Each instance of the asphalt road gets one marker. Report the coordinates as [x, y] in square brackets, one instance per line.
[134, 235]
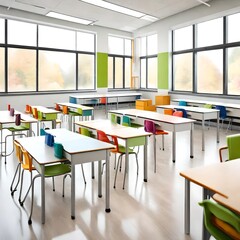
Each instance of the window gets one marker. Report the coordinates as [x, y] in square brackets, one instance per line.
[56, 71]
[44, 58]
[21, 70]
[119, 62]
[148, 62]
[210, 65]
[21, 33]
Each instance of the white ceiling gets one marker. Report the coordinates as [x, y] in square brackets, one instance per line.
[103, 17]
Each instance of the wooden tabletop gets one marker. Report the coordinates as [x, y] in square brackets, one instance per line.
[221, 178]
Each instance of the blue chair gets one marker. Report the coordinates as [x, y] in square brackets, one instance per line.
[183, 111]
[182, 103]
[223, 115]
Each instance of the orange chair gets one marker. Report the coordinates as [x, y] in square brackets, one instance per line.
[168, 111]
[178, 113]
[150, 126]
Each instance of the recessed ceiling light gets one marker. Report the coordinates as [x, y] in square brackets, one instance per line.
[69, 18]
[114, 7]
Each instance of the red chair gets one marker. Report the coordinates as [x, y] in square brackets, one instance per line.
[150, 126]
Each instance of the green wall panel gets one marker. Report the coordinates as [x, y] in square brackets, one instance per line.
[102, 70]
[163, 70]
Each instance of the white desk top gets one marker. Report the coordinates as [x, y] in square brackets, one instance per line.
[74, 105]
[153, 116]
[6, 118]
[110, 128]
[190, 109]
[73, 143]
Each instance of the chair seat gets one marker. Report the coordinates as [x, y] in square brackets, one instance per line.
[57, 169]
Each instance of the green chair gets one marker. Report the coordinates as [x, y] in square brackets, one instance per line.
[50, 171]
[127, 121]
[233, 143]
[220, 222]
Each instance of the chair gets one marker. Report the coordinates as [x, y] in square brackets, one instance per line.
[185, 115]
[127, 121]
[118, 150]
[233, 143]
[150, 126]
[168, 111]
[221, 223]
[182, 103]
[223, 115]
[178, 113]
[50, 171]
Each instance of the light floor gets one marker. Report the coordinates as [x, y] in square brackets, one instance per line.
[152, 210]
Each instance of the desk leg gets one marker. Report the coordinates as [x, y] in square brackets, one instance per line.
[73, 191]
[43, 192]
[145, 161]
[191, 141]
[217, 127]
[173, 146]
[203, 137]
[187, 207]
[107, 183]
[126, 164]
[100, 179]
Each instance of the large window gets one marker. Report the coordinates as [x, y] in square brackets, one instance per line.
[119, 62]
[41, 58]
[148, 62]
[206, 57]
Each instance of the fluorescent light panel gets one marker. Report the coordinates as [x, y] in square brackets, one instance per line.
[69, 18]
[117, 8]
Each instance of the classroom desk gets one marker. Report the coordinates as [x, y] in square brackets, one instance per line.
[233, 109]
[166, 122]
[6, 121]
[128, 134]
[83, 111]
[117, 96]
[48, 114]
[220, 178]
[78, 149]
[197, 113]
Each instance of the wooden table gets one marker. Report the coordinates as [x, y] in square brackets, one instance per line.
[78, 149]
[166, 122]
[128, 134]
[220, 178]
[197, 113]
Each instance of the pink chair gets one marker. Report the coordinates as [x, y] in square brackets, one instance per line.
[150, 126]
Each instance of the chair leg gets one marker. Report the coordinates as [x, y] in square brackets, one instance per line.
[83, 174]
[31, 212]
[20, 194]
[18, 171]
[118, 162]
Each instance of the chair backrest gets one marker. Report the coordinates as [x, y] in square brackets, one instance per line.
[18, 151]
[27, 159]
[85, 132]
[220, 222]
[222, 111]
[126, 121]
[102, 136]
[178, 114]
[149, 126]
[182, 103]
[233, 143]
[168, 111]
[183, 111]
[65, 109]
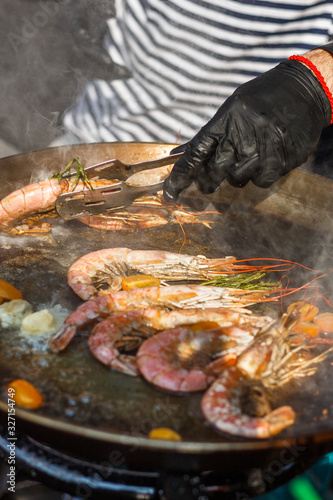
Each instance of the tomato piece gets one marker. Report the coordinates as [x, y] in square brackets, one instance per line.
[308, 328]
[139, 281]
[325, 322]
[25, 394]
[164, 433]
[308, 311]
[8, 292]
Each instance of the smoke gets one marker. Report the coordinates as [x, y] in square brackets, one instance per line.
[48, 49]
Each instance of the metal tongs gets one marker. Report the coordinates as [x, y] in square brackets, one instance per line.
[117, 195]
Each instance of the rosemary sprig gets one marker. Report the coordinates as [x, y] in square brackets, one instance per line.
[80, 172]
[243, 281]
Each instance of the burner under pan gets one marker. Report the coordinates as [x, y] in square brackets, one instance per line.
[42, 472]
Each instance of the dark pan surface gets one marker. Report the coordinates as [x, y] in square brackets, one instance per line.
[85, 399]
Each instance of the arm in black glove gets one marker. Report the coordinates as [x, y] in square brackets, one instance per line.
[269, 126]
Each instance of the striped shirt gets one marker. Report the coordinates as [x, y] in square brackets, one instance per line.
[186, 57]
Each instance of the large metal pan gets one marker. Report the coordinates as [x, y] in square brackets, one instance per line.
[90, 410]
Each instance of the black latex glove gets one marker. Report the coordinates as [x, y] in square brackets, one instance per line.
[268, 126]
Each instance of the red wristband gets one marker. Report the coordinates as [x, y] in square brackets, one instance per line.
[318, 75]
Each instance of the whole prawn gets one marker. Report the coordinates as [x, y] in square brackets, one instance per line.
[237, 403]
[125, 332]
[22, 210]
[189, 358]
[146, 212]
[109, 266]
[171, 297]
[18, 208]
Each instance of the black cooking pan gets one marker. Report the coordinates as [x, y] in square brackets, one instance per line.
[90, 410]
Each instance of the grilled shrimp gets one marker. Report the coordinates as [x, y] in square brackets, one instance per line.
[126, 331]
[188, 359]
[18, 208]
[237, 402]
[145, 212]
[222, 407]
[109, 266]
[176, 296]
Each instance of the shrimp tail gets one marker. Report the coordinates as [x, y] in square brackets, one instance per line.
[277, 420]
[62, 338]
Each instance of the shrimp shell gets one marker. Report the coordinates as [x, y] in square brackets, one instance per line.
[37, 198]
[221, 407]
[126, 330]
[110, 265]
[183, 360]
[176, 296]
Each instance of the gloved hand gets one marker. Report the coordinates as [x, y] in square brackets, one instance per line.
[269, 126]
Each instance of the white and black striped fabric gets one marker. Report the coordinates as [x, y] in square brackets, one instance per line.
[186, 58]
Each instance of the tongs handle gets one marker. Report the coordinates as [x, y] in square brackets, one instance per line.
[101, 200]
[116, 169]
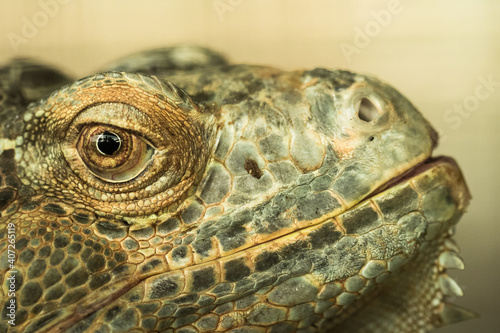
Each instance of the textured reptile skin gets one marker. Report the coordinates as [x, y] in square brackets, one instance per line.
[226, 198]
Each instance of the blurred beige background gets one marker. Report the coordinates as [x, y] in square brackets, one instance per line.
[436, 52]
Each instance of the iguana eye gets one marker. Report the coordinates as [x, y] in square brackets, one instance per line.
[107, 143]
[113, 154]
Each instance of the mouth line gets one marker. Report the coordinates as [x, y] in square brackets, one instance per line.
[126, 285]
[413, 172]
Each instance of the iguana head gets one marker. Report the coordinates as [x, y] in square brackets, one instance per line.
[200, 196]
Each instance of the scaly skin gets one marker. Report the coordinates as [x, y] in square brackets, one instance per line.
[247, 200]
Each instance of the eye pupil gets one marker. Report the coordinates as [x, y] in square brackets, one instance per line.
[108, 143]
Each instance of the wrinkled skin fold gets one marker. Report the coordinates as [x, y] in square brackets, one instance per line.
[178, 193]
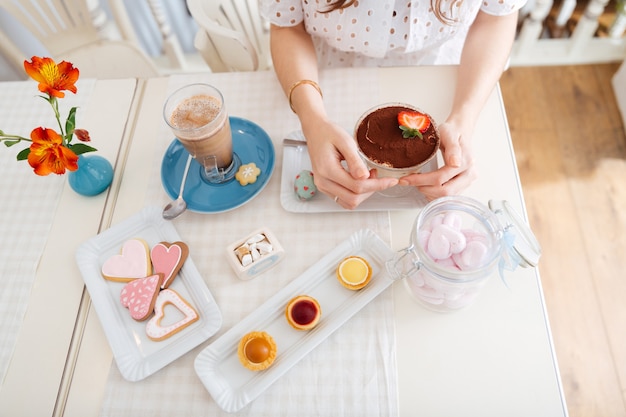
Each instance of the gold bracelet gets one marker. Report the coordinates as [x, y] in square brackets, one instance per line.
[299, 83]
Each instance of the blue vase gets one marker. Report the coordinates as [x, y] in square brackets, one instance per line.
[93, 176]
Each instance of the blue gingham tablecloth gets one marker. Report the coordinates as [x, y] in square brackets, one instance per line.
[28, 202]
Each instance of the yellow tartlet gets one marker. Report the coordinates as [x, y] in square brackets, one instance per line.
[256, 351]
[354, 272]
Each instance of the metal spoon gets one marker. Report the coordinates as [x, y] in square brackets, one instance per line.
[178, 206]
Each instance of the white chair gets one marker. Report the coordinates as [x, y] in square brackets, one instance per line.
[65, 28]
[232, 35]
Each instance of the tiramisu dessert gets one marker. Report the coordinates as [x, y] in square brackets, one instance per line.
[397, 139]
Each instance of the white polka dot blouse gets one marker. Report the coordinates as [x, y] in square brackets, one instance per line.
[385, 32]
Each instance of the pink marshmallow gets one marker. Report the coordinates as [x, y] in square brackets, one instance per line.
[438, 246]
[422, 238]
[453, 220]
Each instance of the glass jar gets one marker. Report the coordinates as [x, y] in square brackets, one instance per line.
[456, 244]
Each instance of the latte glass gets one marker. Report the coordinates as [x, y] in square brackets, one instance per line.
[197, 116]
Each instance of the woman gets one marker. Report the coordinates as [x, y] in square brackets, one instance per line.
[310, 34]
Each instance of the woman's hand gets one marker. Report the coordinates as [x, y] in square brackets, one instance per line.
[329, 145]
[458, 171]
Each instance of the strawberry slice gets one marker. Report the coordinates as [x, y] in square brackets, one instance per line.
[413, 123]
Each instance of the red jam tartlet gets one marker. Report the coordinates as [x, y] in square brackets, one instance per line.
[257, 351]
[303, 312]
[354, 272]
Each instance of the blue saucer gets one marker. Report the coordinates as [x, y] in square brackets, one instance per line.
[250, 142]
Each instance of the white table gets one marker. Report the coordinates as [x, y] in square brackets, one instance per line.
[495, 358]
[37, 366]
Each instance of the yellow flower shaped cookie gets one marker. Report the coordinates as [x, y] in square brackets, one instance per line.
[247, 174]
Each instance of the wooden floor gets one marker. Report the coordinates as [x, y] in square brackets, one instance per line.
[571, 151]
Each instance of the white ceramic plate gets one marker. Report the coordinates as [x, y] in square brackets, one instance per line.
[230, 384]
[295, 159]
[135, 354]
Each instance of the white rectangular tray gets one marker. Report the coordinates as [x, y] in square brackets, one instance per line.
[230, 384]
[136, 355]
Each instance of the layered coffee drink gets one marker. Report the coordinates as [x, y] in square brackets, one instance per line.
[197, 116]
[396, 139]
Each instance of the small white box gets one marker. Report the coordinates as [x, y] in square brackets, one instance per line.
[255, 254]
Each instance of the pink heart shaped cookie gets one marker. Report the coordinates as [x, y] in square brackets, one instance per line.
[167, 259]
[140, 295]
[155, 330]
[132, 263]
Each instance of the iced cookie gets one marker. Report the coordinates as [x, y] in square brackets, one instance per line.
[303, 186]
[155, 330]
[133, 262]
[140, 294]
[247, 174]
[167, 259]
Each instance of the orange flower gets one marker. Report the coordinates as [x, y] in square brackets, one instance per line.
[52, 78]
[48, 155]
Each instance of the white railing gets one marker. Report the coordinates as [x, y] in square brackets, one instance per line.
[534, 46]
[166, 31]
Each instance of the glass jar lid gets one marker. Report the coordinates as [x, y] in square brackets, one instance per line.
[520, 244]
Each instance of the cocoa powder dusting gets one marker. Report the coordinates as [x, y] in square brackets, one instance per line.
[380, 138]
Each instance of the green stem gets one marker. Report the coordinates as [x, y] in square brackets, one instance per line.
[4, 136]
[55, 107]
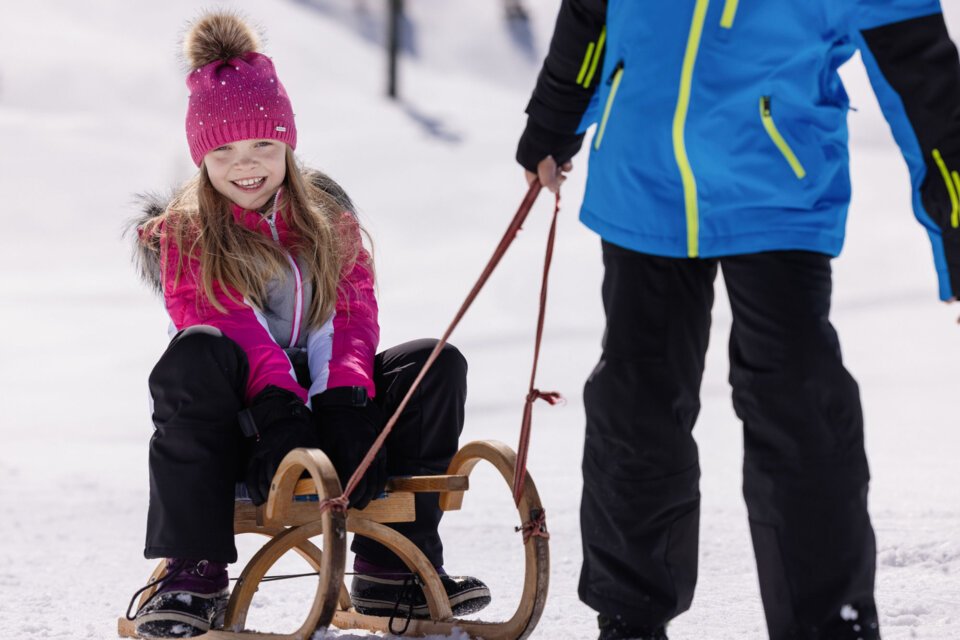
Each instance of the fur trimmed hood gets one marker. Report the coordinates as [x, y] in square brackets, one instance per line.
[146, 255]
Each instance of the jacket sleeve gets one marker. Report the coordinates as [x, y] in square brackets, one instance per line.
[341, 352]
[915, 73]
[566, 86]
[242, 323]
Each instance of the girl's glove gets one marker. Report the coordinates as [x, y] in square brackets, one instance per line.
[280, 422]
[348, 423]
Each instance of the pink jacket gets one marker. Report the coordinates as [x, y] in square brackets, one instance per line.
[340, 353]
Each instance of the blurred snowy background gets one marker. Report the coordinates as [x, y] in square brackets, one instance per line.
[91, 112]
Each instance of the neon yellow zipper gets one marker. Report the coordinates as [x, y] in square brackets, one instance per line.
[679, 123]
[778, 140]
[729, 12]
[590, 60]
[614, 85]
[953, 188]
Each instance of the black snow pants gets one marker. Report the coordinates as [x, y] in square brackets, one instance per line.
[198, 453]
[805, 472]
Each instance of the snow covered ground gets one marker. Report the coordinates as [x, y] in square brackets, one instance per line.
[91, 108]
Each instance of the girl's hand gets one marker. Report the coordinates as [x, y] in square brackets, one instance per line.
[551, 176]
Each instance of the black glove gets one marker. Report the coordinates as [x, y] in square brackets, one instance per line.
[348, 423]
[280, 422]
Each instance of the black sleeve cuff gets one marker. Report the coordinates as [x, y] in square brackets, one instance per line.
[341, 396]
[538, 142]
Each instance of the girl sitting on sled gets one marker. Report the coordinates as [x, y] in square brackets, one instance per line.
[270, 291]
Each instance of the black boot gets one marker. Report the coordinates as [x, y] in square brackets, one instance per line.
[611, 629]
[378, 591]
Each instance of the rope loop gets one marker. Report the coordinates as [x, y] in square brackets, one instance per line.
[551, 397]
[407, 582]
[337, 505]
[535, 527]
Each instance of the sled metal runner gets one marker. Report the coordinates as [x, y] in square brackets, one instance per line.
[294, 525]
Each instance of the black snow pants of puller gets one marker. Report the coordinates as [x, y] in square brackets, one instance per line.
[804, 471]
[198, 453]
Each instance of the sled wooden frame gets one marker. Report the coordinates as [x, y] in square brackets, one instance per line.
[291, 524]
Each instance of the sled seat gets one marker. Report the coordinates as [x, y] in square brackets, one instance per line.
[292, 521]
[394, 505]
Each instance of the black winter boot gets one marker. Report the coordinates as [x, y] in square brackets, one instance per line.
[378, 591]
[611, 629]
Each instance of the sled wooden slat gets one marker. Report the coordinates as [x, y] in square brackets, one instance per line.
[393, 507]
[411, 484]
[291, 523]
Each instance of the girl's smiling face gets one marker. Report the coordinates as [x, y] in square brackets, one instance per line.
[247, 172]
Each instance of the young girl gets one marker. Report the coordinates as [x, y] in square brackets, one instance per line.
[270, 291]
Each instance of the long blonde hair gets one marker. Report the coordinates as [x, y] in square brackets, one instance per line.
[324, 236]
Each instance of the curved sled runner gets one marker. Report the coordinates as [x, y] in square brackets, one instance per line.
[290, 524]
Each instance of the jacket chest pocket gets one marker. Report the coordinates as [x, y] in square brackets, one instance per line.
[766, 117]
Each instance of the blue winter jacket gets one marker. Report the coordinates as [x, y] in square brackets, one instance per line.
[721, 125]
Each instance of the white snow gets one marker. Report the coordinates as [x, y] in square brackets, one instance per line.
[91, 111]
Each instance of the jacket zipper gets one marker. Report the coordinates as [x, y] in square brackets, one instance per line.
[614, 83]
[297, 276]
[679, 124]
[952, 180]
[778, 139]
[729, 13]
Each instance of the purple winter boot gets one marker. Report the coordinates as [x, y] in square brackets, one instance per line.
[191, 599]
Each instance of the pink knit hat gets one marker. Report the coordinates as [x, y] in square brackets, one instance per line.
[235, 93]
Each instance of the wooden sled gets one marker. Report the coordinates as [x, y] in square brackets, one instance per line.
[291, 525]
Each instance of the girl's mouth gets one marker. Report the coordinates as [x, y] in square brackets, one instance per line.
[249, 184]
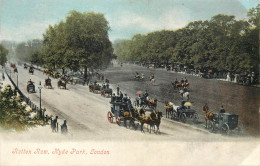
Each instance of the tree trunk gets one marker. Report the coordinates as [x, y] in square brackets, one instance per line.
[85, 72]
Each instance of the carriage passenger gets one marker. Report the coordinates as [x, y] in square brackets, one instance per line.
[64, 128]
[113, 98]
[222, 110]
[54, 124]
[176, 81]
[182, 80]
[145, 94]
[205, 108]
[117, 90]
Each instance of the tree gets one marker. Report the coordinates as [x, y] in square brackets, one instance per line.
[81, 41]
[3, 54]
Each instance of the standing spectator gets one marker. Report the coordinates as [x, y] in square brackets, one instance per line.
[117, 90]
[222, 110]
[3, 76]
[64, 128]
[54, 124]
[205, 108]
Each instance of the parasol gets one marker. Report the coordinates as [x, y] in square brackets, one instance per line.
[187, 104]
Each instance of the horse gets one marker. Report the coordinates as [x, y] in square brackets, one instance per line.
[185, 95]
[209, 116]
[185, 85]
[153, 120]
[152, 80]
[151, 102]
[168, 108]
[176, 85]
[48, 83]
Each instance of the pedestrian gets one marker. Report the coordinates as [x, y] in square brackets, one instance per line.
[121, 95]
[54, 124]
[117, 90]
[205, 108]
[64, 128]
[222, 110]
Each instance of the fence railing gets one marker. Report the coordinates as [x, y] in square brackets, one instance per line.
[35, 108]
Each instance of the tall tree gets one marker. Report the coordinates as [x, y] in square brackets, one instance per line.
[3, 54]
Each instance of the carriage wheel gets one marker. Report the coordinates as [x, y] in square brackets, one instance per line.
[183, 117]
[212, 126]
[109, 117]
[195, 117]
[118, 121]
[174, 115]
[225, 129]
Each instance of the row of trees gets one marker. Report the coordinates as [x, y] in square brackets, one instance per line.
[79, 42]
[223, 43]
[3, 54]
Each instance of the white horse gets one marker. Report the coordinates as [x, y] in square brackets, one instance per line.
[185, 95]
[152, 80]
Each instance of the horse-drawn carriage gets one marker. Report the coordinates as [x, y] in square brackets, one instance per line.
[122, 110]
[119, 110]
[62, 83]
[12, 65]
[31, 69]
[224, 122]
[15, 70]
[146, 102]
[47, 83]
[179, 85]
[181, 112]
[106, 91]
[95, 88]
[30, 87]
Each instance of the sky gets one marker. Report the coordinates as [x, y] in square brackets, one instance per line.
[22, 20]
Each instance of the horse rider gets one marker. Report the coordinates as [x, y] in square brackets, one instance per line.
[146, 94]
[142, 75]
[205, 108]
[107, 85]
[138, 100]
[222, 110]
[117, 90]
[30, 81]
[64, 128]
[182, 80]
[152, 77]
[113, 97]
[176, 81]
[141, 112]
[153, 115]
[54, 124]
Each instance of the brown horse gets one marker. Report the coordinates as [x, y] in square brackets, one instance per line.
[168, 109]
[152, 103]
[176, 85]
[209, 116]
[152, 80]
[153, 120]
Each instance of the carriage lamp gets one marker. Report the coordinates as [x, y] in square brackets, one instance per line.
[17, 81]
[40, 87]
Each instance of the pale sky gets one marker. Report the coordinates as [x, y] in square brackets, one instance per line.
[28, 19]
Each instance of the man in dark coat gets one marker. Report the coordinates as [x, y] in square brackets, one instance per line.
[222, 110]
━━━━
— Stated problem —
Take the lines above from the one holding "Each instance of the pedestrian" to the last and output them exactly.

— Correct answer —
Each instance of the pedestrian gets one marker. Report the coordinates as [x, y] in square brackets, one instance per line.
[121, 95]
[54, 124]
[117, 90]
[205, 108]
[64, 128]
[222, 110]
Each instance of the fence railing gets one marker. Report the coordinates as [x, y] in square brackets, one instance per line.
[35, 108]
Each instance of the tall tree gets one marker. Report the coordinates as [x, y] in square brackets, one instance per line.
[3, 54]
Each instance of the carriage wheel gets one marker. Report the coordinates as [x, y] in square brackets, one instance per line.
[183, 117]
[212, 126]
[109, 117]
[195, 117]
[118, 121]
[174, 115]
[225, 129]
Each instance of the row of trees gets one marker. Report the coordinates as [x, y] in square brackets, one instance per line.
[79, 42]
[223, 43]
[3, 54]
Each instance of the white horse gets one marker. Report the coordinates as [x, y] in square brackets, one instance per line.
[185, 95]
[152, 80]
Each instance of the horse-drawn carriage gets one marker. Report the coordinates as [x, y] in square brackets, one instance per line.
[122, 110]
[119, 110]
[62, 83]
[12, 65]
[31, 69]
[224, 122]
[15, 70]
[146, 102]
[47, 83]
[179, 85]
[181, 112]
[106, 91]
[95, 88]
[30, 87]
Each instance of the sky gets one marker. Report the coordinates as [x, y] in square brackets, one instance per line.
[22, 20]
Each instance of the horse rider gets one marker. Report the coordinates as [x, y] in square brackets, one instance per line.
[146, 94]
[142, 75]
[205, 108]
[107, 85]
[138, 100]
[222, 110]
[117, 90]
[30, 81]
[64, 128]
[182, 80]
[152, 77]
[113, 97]
[176, 81]
[141, 112]
[153, 115]
[54, 124]
Each instance of the brown horse gets one marker. Report the coordinates as [x, y] in square brackets, one instance per line.
[168, 109]
[152, 103]
[176, 85]
[209, 116]
[152, 80]
[153, 120]
Each instance of the carriage lamp gets one marker. Report the coordinates as [x, y] in square brackets, one instance per line.
[17, 81]
[40, 87]
Each instance of the pale sky gets one marker. Report the coordinates as [x, y] in square brackets, one instance per line.
[28, 19]
Each instance of the man in dark coat gets one marker. Report the coordinates as [x, y] in square brackets, one instance per line.
[222, 110]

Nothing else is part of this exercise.